— Assignment —
Return a copy of every line in the records that includes the word "provide".

— Listed entries —
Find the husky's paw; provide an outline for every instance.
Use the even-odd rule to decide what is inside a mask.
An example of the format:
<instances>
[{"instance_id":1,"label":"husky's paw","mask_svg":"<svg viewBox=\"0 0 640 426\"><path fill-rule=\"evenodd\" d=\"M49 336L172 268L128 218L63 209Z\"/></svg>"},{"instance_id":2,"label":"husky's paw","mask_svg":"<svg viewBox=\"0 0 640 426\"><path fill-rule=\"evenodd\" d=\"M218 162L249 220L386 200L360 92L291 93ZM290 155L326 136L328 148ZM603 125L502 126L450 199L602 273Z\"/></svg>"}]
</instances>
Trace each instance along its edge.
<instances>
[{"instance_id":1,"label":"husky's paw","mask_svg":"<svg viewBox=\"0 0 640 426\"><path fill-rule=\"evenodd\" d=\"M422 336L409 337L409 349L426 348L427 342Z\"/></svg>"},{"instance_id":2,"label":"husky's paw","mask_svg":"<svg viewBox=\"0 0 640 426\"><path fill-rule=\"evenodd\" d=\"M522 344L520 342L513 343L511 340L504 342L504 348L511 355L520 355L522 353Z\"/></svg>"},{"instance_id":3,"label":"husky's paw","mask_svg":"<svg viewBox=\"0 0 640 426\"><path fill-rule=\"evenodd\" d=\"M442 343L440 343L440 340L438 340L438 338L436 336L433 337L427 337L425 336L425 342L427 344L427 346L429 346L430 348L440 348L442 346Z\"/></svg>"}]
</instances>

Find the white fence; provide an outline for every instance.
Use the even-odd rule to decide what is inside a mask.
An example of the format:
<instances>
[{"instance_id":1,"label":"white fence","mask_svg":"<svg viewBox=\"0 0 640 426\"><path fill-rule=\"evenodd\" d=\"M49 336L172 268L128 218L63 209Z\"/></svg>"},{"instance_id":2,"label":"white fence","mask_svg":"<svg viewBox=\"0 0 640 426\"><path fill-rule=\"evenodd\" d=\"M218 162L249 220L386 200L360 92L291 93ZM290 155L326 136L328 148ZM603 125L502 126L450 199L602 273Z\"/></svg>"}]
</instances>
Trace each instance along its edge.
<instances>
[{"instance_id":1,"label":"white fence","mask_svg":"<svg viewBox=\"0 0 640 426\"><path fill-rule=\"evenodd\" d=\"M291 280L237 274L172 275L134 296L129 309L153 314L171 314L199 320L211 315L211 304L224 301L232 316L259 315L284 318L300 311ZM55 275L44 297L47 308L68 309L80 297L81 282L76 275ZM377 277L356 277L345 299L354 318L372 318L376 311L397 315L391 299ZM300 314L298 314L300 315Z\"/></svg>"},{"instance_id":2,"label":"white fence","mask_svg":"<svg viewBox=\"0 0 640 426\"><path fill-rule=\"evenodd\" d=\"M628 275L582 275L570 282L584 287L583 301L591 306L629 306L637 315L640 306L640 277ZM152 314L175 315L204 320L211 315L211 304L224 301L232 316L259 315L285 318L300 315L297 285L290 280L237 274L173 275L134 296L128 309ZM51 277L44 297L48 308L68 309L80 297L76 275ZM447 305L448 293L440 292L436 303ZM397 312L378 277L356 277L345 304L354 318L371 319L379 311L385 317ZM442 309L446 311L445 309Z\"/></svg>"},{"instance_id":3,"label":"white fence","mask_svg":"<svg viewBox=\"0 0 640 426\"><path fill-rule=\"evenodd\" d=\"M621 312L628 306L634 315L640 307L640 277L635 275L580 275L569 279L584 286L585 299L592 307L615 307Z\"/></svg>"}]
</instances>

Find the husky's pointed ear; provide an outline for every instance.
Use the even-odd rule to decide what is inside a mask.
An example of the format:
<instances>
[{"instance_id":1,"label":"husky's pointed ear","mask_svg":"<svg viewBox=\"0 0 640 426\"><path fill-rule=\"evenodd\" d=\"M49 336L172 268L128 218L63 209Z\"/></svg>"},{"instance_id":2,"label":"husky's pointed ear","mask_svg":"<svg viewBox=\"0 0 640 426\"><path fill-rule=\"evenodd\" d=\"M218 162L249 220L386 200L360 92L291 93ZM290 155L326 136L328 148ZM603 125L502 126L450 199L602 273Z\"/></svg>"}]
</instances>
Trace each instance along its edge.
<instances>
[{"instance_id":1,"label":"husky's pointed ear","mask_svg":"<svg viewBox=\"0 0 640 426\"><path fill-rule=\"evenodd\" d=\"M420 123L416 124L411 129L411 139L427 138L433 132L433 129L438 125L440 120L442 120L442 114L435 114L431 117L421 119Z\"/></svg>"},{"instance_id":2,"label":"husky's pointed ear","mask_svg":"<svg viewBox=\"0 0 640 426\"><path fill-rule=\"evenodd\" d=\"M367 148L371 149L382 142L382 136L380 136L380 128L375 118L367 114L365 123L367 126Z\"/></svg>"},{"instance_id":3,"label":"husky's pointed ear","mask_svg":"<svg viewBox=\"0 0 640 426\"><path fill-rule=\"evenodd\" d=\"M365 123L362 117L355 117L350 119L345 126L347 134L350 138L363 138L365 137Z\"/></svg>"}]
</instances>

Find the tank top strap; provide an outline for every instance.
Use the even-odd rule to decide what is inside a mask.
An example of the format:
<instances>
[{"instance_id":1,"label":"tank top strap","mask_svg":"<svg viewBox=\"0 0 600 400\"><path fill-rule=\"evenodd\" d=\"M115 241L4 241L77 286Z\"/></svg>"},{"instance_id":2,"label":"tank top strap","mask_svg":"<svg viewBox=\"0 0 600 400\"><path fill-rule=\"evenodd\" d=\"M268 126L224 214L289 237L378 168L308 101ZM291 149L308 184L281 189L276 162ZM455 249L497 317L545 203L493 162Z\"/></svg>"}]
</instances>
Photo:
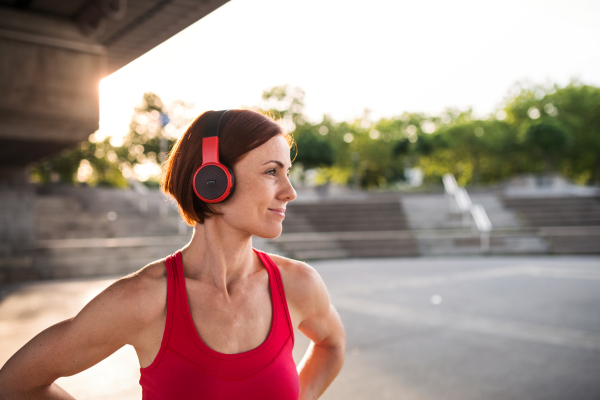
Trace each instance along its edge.
<instances>
[{"instance_id":1,"label":"tank top strap","mask_svg":"<svg viewBox=\"0 0 600 400\"><path fill-rule=\"evenodd\" d=\"M269 277L274 278L274 284L271 285L271 288L276 288L277 293L273 293L273 301L277 301L277 307L282 311L283 315L285 315L285 319L287 321L287 328L289 330L289 334L292 336L292 344L295 343L295 332L292 326L292 318L290 317L290 311L288 309L287 299L285 297L285 290L283 288L283 281L281 279L281 272L279 271L279 267L273 259L265 252L254 249L260 260L262 261L265 268L269 270ZM275 306L275 304L274 304Z\"/></svg>"},{"instance_id":2,"label":"tank top strap","mask_svg":"<svg viewBox=\"0 0 600 400\"><path fill-rule=\"evenodd\" d=\"M184 306L189 307L187 289L185 288L185 275L183 274L183 257L180 250L173 254L171 263L173 265L173 276L175 278L175 292L177 293L177 296L175 297L177 300L176 307L178 309Z\"/></svg>"},{"instance_id":3,"label":"tank top strap","mask_svg":"<svg viewBox=\"0 0 600 400\"><path fill-rule=\"evenodd\" d=\"M171 254L165 259L166 269L167 269L167 316L165 321L165 329L163 331L163 337L160 343L160 349L158 350L158 354L152 361L152 364L145 368L140 368L144 372L152 371L162 359L165 351L169 347L169 339L171 338L171 331L173 327L173 314L175 311L175 300L177 296L177 276L176 276L176 268L174 261L174 254Z\"/></svg>"},{"instance_id":4,"label":"tank top strap","mask_svg":"<svg viewBox=\"0 0 600 400\"><path fill-rule=\"evenodd\" d=\"M183 273L183 256L178 250L172 255L171 265L173 270L173 341L179 348L192 347L199 340L194 321L190 313L185 275Z\"/></svg>"}]
</instances>

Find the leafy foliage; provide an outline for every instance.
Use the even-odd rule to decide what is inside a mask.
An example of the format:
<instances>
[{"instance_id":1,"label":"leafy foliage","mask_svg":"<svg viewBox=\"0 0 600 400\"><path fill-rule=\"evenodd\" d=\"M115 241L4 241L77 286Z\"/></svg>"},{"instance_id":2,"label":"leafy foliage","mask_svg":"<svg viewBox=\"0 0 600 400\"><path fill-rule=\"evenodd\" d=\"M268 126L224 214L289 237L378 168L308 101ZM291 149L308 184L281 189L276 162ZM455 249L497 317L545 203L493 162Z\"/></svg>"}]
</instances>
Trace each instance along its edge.
<instances>
[{"instance_id":1,"label":"leafy foliage","mask_svg":"<svg viewBox=\"0 0 600 400\"><path fill-rule=\"evenodd\" d=\"M580 184L600 185L600 88L516 85L505 106L484 119L471 110L440 115L403 113L371 121L369 111L353 121L304 115L302 89L265 90L259 110L292 133L292 175L316 173L317 183L391 188L406 168L421 168L425 182L439 184L453 173L460 185L488 184L515 174L559 172ZM159 163L189 120L191 105L165 106L146 93L135 108L122 143L90 141L32 166L39 182L87 182L125 186L124 177L156 183Z\"/></svg>"},{"instance_id":2,"label":"leafy foliage","mask_svg":"<svg viewBox=\"0 0 600 400\"><path fill-rule=\"evenodd\" d=\"M157 186L159 163L187 124L190 108L182 101L165 106L156 94L145 93L122 143L92 134L88 141L33 164L32 178L40 183L126 187L126 178L136 177Z\"/></svg>"}]
</instances>

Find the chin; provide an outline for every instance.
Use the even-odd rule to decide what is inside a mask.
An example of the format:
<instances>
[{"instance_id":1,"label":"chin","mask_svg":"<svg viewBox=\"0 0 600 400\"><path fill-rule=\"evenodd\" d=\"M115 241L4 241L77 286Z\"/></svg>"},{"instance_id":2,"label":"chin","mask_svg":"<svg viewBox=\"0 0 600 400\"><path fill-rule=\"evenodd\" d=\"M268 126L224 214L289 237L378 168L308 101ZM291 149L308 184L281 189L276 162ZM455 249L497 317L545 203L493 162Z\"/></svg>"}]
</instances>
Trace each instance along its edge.
<instances>
[{"instance_id":1,"label":"chin","mask_svg":"<svg viewBox=\"0 0 600 400\"><path fill-rule=\"evenodd\" d=\"M282 230L281 224L278 224L278 226L261 229L254 235L263 239L277 239L281 235Z\"/></svg>"}]
</instances>

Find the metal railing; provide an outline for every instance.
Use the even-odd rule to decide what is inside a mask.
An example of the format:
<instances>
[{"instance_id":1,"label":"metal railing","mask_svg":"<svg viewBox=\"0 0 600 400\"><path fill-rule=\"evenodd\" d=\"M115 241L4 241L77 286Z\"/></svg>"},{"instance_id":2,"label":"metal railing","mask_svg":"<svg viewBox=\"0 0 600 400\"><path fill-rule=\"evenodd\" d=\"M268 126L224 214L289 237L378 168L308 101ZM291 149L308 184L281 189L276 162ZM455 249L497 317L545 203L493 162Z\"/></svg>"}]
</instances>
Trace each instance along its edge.
<instances>
[{"instance_id":1,"label":"metal railing","mask_svg":"<svg viewBox=\"0 0 600 400\"><path fill-rule=\"evenodd\" d=\"M442 178L446 190L446 198L450 212L462 214L462 226L471 225L473 230L479 232L481 251L490 251L490 232L492 223L481 204L473 204L464 187L458 186L452 174L445 174ZM474 225L473 225L474 222Z\"/></svg>"},{"instance_id":2,"label":"metal railing","mask_svg":"<svg viewBox=\"0 0 600 400\"><path fill-rule=\"evenodd\" d=\"M133 178L127 178L127 183L129 183L129 186L137 194L137 200L138 200L137 203L138 203L138 208L139 208L140 212L147 213L148 212L148 194L150 193L150 190L148 190L146 185L144 185L142 182L140 182L136 179L133 179Z\"/></svg>"},{"instance_id":3,"label":"metal railing","mask_svg":"<svg viewBox=\"0 0 600 400\"><path fill-rule=\"evenodd\" d=\"M127 178L127 183L129 183L129 186L133 189L134 193L137 195L137 204L139 207L139 210L141 213L147 213L148 212L148 197L150 195L150 189L148 189L148 187L146 185L144 185L142 182L138 181L137 179L134 178ZM158 212L160 217L165 218L169 215L169 208L175 210L175 213L177 215L179 214L179 208L177 207L177 202L169 195L165 194L165 193L160 193L161 196L163 197L163 201L159 202L159 206L158 206ZM180 218L179 219L179 234L180 235L185 235L188 232L188 224L185 223L185 221Z\"/></svg>"}]
</instances>

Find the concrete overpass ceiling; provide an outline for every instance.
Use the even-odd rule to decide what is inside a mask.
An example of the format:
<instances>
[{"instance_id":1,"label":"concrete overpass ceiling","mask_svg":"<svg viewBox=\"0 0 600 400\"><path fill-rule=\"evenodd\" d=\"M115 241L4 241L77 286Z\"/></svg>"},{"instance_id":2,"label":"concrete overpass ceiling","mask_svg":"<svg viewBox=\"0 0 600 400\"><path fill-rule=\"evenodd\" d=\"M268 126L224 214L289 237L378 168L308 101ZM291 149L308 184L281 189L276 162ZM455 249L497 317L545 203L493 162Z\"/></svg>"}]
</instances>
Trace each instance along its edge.
<instances>
[{"instance_id":1,"label":"concrete overpass ceiling","mask_svg":"<svg viewBox=\"0 0 600 400\"><path fill-rule=\"evenodd\" d=\"M114 72L168 40L227 0L135 0L121 20L107 21L99 40L108 50L108 71Z\"/></svg>"},{"instance_id":2,"label":"concrete overpass ceiling","mask_svg":"<svg viewBox=\"0 0 600 400\"><path fill-rule=\"evenodd\" d=\"M54 17L73 18L89 0L0 0L0 4Z\"/></svg>"},{"instance_id":3,"label":"concrete overpass ceiling","mask_svg":"<svg viewBox=\"0 0 600 400\"><path fill-rule=\"evenodd\" d=\"M0 0L0 7L76 24L106 49L109 75L227 0ZM0 12L2 12L0 8Z\"/></svg>"},{"instance_id":4,"label":"concrete overpass ceiling","mask_svg":"<svg viewBox=\"0 0 600 400\"><path fill-rule=\"evenodd\" d=\"M98 129L99 81L227 0L0 0L0 169Z\"/></svg>"}]
</instances>

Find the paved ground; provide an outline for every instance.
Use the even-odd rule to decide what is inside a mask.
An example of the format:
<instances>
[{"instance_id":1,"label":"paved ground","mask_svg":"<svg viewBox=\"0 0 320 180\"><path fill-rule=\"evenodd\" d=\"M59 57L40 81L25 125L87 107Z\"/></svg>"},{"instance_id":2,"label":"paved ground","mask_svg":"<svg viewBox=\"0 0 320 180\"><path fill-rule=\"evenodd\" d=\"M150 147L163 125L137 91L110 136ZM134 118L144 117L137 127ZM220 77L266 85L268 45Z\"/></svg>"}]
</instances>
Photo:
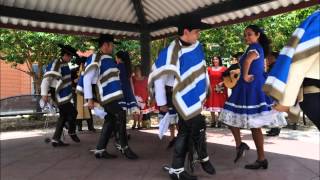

— Written reply —
Find the husky's paw; provide an outline for every instance.
Find the white fence; provide an outline for every instance.
Find the husky's pointed ear; provide an outline for every instance.
Find the tank top strap; provide an outline for every instance.
Find the leafy foliage; provide an outline for every instance.
Find the chin; provide an outline for every instance.
Find the metal railing; provide an outline for every instance.
Find the concrete overpass ceiling; provide an outline for every instance.
Find the paved ground; provide an outline for every instance.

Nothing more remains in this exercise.